_PROBLEM TO SOLVE:_ Going line by line through the entries below, tally those that hold the string "golden". Give only the total.

_DATASET CONTENT:_
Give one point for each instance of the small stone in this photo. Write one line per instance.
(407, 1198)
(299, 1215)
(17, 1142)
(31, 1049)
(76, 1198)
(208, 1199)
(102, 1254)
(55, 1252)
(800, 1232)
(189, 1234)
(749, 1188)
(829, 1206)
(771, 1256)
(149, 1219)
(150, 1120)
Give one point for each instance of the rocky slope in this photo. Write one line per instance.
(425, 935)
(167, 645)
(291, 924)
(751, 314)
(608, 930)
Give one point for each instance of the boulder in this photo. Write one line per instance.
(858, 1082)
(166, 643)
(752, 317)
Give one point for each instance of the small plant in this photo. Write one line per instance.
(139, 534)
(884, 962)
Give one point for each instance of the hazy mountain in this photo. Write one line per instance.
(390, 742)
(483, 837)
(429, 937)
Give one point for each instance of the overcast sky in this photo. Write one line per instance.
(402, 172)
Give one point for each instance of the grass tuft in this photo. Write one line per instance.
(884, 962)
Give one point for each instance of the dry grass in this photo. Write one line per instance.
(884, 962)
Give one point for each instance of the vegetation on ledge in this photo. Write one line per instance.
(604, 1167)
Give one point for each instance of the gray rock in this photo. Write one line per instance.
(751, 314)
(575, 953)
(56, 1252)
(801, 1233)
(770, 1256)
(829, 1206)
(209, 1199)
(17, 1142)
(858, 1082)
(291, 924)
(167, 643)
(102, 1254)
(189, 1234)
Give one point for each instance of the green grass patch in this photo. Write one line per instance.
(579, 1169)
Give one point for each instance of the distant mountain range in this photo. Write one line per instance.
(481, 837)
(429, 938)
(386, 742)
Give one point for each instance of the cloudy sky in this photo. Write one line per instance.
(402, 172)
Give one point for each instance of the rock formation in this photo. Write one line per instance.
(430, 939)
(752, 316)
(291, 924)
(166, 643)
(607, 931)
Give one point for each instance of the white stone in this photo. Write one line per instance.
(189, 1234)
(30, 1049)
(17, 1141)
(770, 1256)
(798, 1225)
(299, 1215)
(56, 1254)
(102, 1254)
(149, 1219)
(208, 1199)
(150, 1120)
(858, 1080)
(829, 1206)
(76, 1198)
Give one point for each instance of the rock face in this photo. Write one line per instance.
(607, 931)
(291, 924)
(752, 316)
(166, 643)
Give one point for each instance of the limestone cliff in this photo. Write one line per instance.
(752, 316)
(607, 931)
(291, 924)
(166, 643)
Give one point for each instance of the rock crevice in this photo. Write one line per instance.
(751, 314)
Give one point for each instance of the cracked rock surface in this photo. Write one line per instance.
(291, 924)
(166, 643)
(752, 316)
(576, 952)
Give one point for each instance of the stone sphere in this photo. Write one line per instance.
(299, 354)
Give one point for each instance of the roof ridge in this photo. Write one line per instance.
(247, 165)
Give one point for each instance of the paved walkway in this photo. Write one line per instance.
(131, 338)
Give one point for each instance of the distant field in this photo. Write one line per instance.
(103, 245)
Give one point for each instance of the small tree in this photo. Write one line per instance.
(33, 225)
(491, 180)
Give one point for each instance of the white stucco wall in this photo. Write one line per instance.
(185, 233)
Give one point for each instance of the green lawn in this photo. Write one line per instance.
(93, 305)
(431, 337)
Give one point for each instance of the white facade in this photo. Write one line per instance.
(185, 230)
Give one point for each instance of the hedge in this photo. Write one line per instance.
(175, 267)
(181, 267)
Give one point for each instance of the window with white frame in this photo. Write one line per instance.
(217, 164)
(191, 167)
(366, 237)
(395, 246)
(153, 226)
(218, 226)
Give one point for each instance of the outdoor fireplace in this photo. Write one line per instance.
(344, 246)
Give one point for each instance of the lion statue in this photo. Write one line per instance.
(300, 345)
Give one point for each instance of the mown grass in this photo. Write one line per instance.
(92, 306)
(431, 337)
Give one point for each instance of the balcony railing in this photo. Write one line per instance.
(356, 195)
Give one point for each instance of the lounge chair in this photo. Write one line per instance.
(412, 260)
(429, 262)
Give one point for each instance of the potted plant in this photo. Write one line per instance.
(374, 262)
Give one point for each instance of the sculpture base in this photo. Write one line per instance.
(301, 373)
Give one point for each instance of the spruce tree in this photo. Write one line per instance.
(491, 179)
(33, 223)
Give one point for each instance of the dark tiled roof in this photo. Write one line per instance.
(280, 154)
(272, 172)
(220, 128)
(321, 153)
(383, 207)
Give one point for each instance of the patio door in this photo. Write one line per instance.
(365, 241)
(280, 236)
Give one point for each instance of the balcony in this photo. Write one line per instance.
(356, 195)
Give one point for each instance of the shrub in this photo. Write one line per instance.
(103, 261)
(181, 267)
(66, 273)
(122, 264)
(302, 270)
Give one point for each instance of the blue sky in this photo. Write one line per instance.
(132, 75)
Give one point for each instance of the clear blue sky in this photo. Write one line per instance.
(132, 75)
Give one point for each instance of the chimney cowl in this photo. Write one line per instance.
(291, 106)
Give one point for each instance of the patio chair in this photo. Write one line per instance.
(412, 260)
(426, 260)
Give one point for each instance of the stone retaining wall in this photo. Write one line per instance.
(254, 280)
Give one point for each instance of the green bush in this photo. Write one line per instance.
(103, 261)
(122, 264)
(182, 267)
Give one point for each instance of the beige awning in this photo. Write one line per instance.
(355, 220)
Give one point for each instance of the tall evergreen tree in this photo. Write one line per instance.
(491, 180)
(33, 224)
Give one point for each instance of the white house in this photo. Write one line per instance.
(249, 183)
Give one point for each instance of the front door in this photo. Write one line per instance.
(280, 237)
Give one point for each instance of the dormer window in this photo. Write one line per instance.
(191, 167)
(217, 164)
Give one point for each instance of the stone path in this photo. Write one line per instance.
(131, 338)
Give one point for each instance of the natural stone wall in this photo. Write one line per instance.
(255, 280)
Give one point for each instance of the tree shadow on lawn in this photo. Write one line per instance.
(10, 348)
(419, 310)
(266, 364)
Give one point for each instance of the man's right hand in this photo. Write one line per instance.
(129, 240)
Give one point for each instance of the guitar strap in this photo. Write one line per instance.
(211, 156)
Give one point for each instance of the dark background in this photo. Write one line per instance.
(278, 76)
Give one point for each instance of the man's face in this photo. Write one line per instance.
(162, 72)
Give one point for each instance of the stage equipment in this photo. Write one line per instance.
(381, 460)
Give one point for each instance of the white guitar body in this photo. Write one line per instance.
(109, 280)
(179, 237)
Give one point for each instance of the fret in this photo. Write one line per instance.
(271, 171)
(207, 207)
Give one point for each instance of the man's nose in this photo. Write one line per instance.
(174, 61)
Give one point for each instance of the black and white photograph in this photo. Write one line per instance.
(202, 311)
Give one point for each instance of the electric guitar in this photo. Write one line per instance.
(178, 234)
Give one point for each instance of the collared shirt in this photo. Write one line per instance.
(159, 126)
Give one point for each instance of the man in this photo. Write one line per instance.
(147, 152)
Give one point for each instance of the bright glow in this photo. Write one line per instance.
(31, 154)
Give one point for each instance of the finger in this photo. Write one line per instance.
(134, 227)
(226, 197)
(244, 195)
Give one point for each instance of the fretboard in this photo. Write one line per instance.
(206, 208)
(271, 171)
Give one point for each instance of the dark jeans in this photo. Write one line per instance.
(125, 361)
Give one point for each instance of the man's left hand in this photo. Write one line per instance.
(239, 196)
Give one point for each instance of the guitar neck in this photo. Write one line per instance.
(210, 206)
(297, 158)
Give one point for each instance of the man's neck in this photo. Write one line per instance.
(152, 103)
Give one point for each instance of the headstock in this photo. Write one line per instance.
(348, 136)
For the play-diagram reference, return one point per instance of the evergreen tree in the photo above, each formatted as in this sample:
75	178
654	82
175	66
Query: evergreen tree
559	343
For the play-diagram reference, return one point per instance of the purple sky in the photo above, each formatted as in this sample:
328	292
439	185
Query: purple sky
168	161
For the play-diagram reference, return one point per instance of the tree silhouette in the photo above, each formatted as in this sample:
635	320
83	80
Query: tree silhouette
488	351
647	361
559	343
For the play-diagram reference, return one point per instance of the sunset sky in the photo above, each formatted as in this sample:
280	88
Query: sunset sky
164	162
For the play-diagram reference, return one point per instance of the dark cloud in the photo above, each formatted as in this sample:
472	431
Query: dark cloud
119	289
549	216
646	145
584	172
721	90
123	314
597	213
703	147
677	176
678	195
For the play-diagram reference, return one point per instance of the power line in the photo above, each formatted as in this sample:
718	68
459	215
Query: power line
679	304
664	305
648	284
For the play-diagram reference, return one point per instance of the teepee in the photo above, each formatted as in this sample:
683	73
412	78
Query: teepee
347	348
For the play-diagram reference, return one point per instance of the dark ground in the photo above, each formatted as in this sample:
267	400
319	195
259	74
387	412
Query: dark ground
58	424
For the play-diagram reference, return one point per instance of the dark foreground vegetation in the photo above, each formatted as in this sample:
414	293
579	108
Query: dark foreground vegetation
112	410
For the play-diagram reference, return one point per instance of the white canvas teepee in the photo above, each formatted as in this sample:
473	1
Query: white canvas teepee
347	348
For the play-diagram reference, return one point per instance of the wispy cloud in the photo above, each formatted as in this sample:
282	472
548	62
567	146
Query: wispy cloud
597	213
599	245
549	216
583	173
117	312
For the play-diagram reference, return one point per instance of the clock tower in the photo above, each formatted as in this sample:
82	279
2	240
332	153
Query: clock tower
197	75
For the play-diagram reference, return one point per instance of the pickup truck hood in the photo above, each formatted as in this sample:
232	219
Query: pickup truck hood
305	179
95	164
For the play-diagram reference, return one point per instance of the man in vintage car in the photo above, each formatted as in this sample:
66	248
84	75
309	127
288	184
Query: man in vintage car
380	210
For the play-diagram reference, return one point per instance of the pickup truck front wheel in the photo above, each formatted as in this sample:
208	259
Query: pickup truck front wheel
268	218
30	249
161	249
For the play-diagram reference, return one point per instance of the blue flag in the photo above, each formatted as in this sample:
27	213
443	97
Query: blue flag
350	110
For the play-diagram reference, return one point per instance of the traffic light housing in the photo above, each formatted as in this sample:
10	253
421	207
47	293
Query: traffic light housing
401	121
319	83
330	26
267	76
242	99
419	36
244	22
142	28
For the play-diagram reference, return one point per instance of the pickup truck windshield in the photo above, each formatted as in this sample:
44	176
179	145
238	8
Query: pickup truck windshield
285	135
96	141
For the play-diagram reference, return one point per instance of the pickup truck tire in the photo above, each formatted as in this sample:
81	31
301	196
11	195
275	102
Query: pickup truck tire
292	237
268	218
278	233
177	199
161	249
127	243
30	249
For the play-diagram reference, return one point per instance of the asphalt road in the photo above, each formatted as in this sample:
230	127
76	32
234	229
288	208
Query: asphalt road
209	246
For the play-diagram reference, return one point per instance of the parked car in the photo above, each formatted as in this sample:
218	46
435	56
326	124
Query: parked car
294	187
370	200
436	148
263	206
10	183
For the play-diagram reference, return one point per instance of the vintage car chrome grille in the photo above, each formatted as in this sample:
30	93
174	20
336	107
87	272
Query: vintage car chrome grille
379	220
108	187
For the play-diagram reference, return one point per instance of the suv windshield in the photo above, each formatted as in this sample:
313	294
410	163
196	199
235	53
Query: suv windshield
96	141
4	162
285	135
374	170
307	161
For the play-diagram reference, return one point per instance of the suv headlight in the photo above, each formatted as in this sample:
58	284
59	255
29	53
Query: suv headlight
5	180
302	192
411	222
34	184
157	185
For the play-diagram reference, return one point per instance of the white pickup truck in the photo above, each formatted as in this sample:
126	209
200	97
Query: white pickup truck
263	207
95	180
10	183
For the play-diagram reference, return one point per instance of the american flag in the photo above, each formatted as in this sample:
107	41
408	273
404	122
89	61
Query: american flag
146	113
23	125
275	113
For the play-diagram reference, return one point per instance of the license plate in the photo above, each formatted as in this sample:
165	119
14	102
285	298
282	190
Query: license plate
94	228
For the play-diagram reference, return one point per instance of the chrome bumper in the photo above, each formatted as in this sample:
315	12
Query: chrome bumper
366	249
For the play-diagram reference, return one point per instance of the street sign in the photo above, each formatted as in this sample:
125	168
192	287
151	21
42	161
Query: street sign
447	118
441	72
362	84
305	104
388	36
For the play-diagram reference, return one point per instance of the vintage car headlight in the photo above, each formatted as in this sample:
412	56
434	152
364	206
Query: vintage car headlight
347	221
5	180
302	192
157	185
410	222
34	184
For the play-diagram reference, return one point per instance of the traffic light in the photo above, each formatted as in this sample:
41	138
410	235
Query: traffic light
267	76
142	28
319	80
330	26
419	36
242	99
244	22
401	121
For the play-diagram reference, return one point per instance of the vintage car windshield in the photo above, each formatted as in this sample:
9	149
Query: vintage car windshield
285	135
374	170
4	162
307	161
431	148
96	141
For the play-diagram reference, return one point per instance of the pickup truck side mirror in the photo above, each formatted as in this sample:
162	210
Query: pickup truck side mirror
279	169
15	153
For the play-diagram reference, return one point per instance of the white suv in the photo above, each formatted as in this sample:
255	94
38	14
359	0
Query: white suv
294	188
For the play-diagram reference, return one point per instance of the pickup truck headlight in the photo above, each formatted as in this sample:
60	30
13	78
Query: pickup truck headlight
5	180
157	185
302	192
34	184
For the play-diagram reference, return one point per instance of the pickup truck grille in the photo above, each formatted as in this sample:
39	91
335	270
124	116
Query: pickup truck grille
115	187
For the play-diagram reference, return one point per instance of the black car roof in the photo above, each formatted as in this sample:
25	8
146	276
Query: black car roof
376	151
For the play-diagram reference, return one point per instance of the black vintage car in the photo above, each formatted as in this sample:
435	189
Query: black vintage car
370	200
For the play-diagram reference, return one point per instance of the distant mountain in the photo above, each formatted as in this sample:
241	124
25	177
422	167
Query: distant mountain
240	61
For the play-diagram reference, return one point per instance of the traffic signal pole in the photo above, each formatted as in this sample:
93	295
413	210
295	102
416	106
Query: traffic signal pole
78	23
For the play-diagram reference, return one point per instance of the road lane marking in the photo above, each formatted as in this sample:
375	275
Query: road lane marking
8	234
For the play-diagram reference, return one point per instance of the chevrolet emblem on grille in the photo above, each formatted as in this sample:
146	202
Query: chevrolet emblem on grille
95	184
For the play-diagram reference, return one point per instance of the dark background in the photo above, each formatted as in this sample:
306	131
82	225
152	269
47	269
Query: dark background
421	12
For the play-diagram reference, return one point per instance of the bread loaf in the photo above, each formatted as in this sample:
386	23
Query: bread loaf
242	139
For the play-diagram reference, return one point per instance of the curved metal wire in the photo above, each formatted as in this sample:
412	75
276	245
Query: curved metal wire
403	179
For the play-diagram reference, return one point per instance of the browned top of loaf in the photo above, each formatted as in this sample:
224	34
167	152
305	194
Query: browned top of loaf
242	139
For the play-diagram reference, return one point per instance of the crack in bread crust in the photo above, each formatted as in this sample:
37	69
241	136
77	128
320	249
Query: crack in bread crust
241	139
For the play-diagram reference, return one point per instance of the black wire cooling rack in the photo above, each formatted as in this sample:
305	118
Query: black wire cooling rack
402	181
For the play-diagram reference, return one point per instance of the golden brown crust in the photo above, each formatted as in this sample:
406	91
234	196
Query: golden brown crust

_ANSWER TO THIS PROBLEM:_ 2